Rimbo-Moutarde est quelque peu agité pendant l’entretien ; il s’amuse avec tout ce qui est devant lui : il déchire les papiers d’emballage des gâteaux, joue avec la bouteille de jus et avec son chevalet. À plusieurs reprises il fait des apartés, visiblement, il veut rigoler avec ses voisins.

On peut également déceler une complicité entre Chico et Nikki, qui se sont offert chacun leur tour de prendre la parole : « Tu peux y aller » « non toi… ». Au cours des échanges, malgré la place qu’elle occupe autour de la table, Nikki ne s’adresse ni à Marie-Toutoune, ni à Minoune qui sont pourtant dans son champ de vision, alors qu’elle regarde Rimbo-Moutarde, Joe-Binette et Lestoil, bien que cela lui demande de se pencher.

Pendant l’entretien Nikki était un peu agitée ; elle a sorti de son sac à main une trousse contenant des crayons avec lesquels elle a joué un moment, elle s’est levée pour aller jeter quelque chose dans la corbeille à papier.

Cocotte devant prendre part à une animation dans le cadre du projet de prévention de la violence auquel elle participe, elle n’a pas pu assister au premier entretien de groupe, par ailleurs, Nikki qui « reprenait » un examen n’est, quant à elle, pas venue au second. Le schéma qui suit montre la disposition des participants autour de la table.

Figure 4.2
Disposition des participants : 2nd entretien, école A

L’absence de Nikki et la présence de Cocotte lors du second entretien ont, de toute évidence, modifié la dynamique de façon notable. En effet, Nikki paraissait populaire auprès de plusieurs participants, alors que Cocotte est visiblement moins appréciée. Il faut dire qu’elle est intervenue à plusieurs reprises de façon quelque peu agressive à l’égard des autres participants et ce, en dépit des principes qu’elle défend à travers son implication dans le comité de prévention de la violence. D’ailleurs les autres répondants lui ont foit remarquer qu’elle manquait de respect pour les autres.

Cocotte - [fort] Ta gueule! J’ai pas fini. Laisse moi finir!

Marie-Toutoune - Hey les gros mots, tu manques de respect.

Joe-Binette - Ben oui.

Cocotte a également haussé le ton à la fin de l’entretien au sujet de la date des examens de fin d’année, les manifestations de son impatience dénotent une certaine agressivité mal contrôlée.

Cocotte - [Très fort] Oui dans ton examen, dans ton agenda oui mais on commence le 13, réveille là, mautadit! [...] met à terre t’es dur câlik tu vas voir que j’ai raison.

Joe-Binette - Elle doit avoir de la misère avec le respect je pense!

[…] Cocotte - Ah… Je vais le battre.

- DONNÉES FOURNIES -
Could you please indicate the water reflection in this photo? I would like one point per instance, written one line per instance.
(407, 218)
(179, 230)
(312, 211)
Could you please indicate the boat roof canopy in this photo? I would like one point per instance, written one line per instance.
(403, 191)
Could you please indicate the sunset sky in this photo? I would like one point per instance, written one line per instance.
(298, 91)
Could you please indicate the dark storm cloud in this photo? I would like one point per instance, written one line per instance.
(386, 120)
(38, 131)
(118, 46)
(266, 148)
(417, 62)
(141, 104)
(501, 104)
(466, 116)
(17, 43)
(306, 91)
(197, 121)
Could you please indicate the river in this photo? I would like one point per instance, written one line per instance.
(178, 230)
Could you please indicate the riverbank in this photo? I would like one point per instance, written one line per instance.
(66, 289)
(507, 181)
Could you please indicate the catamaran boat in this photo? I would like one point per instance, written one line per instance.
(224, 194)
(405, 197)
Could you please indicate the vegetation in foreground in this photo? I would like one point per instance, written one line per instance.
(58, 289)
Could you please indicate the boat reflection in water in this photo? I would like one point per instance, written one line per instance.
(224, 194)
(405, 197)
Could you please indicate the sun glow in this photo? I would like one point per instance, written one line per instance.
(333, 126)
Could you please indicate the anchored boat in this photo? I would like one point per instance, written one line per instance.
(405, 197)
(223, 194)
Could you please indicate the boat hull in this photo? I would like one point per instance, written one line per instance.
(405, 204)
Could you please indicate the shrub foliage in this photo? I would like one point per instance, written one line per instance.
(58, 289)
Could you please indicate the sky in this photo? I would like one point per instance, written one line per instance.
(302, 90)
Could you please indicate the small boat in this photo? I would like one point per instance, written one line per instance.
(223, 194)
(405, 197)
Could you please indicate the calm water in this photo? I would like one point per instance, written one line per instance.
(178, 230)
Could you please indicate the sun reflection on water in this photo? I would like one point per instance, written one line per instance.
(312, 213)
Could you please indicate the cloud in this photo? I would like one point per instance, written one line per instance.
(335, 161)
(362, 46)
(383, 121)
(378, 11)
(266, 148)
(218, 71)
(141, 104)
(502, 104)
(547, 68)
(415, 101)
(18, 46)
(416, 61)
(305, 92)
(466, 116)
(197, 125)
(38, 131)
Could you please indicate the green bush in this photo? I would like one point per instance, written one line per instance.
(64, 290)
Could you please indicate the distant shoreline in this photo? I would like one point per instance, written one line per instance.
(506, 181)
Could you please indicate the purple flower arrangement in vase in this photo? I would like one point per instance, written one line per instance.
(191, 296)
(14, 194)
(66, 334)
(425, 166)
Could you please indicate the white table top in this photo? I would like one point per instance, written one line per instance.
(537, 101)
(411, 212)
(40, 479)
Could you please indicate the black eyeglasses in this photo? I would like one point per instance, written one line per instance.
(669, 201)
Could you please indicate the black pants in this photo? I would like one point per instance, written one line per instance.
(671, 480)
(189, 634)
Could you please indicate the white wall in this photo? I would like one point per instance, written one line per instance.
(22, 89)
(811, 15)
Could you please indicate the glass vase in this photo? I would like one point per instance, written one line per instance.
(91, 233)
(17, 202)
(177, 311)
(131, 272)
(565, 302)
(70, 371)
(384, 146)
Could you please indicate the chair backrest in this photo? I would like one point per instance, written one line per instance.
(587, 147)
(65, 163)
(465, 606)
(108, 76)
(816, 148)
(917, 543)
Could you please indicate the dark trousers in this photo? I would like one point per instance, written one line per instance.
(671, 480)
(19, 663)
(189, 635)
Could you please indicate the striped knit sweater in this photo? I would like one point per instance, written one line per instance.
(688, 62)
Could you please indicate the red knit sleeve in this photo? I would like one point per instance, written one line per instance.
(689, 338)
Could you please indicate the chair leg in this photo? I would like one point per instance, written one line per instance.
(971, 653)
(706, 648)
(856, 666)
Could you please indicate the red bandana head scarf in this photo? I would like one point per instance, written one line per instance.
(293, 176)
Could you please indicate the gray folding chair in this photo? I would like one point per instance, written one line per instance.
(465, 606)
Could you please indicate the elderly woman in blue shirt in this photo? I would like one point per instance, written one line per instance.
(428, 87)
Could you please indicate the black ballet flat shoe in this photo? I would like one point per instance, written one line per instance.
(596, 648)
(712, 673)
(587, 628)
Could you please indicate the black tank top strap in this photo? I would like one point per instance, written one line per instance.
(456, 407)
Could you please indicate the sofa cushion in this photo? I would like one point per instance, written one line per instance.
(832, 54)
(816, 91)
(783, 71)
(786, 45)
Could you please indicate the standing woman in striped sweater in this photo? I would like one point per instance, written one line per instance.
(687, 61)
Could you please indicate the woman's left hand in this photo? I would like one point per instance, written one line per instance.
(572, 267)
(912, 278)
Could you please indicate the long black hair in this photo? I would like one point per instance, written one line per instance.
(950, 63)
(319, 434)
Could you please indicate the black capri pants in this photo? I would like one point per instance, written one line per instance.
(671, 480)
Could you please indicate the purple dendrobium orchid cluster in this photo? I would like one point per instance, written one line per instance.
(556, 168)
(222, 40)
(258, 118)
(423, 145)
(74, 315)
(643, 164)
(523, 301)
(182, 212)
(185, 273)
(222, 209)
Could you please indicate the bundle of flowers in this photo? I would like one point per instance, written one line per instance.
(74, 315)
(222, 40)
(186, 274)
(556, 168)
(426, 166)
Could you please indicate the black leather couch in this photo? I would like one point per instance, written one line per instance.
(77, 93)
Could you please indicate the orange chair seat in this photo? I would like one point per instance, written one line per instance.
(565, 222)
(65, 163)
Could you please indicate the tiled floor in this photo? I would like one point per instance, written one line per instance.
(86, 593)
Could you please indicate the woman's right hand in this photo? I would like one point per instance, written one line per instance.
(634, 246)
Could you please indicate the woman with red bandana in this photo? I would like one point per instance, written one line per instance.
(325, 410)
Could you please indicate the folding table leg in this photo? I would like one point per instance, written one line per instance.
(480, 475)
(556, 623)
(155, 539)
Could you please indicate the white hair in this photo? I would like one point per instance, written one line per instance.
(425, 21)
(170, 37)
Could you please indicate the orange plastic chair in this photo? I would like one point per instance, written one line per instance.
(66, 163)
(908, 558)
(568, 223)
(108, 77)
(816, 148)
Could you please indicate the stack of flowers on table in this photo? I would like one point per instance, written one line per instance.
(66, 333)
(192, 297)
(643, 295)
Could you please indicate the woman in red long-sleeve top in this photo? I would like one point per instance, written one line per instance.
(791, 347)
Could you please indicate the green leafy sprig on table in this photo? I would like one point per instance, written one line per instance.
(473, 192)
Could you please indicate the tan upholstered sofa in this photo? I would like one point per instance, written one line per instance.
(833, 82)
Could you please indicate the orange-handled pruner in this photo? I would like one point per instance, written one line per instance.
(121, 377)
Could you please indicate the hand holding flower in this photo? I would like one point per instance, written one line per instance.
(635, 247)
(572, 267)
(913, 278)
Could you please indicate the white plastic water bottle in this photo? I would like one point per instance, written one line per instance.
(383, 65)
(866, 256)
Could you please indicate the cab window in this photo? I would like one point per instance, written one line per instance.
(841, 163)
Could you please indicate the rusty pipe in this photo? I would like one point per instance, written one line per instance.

- EXERCICE 1 -
Répondez aux questions suivantes d'après le texte sur les entretiens de groupe.
(a) Que fait Rimbo-Moutarde avec les papiers d'emballage des gâteaux ?
(b) Pour quelle raison Cocotte n'a-t-elle pas pu assister au premier entretien de groupe ?
(c) À quel sujet Cocotte a-t-elle haussé le ton à la fin de l'entretien ?
- EXERCICE 2 -
Prolongez le texte sur les entretiens de groupe à partir de l'endroit où il s'arrête.

- RÉPONSE 1 -
(a) Il les déchire.
(b) Elle devait prendre part à une animation dans le cadre du projet de prévention de la violence auquel elle participe.
(c) Au sujet de la date des examens de fin d'année.

- RÉPONSE 2 -
Paradoxalement, Cocotte qui est celle, parmi les répondants, qui parle le plus de respect, d’écoute et d’empathie, est également celle qui s’emporte le plus facilement, allant jusqu’à agresser verbalement ses paires. Les notes de terrain mentionnent d’ailleurs que « Cocotte intervient dans le groupe de façon négative » et qu’« elle ne donne pas l’impression de vouloir s’intégrer à la discussion, comme si elle attendait seulement le moment de pouvoir dire ce qu’elle veut dire, sans s’intéresser à ce que disent les autres ».

Voyons maintenant ce que révèlent les données issues de ces entretiens.

Nous avons voulu vérifier si tous les répondants étaient d’accord avec notre interprétation de leurs propos. Tous maintiennent que les règles sont nécessaires à la vie en société, cependant, ils soulignent dès le début de l’entretien que cette nécessité ne concerne pas toutes les règles.

V - Est-ce que les règles sont indispensables?

Plusieurs filles - Oui.

Joe-Binette- Ben ça dépend lesquelles là.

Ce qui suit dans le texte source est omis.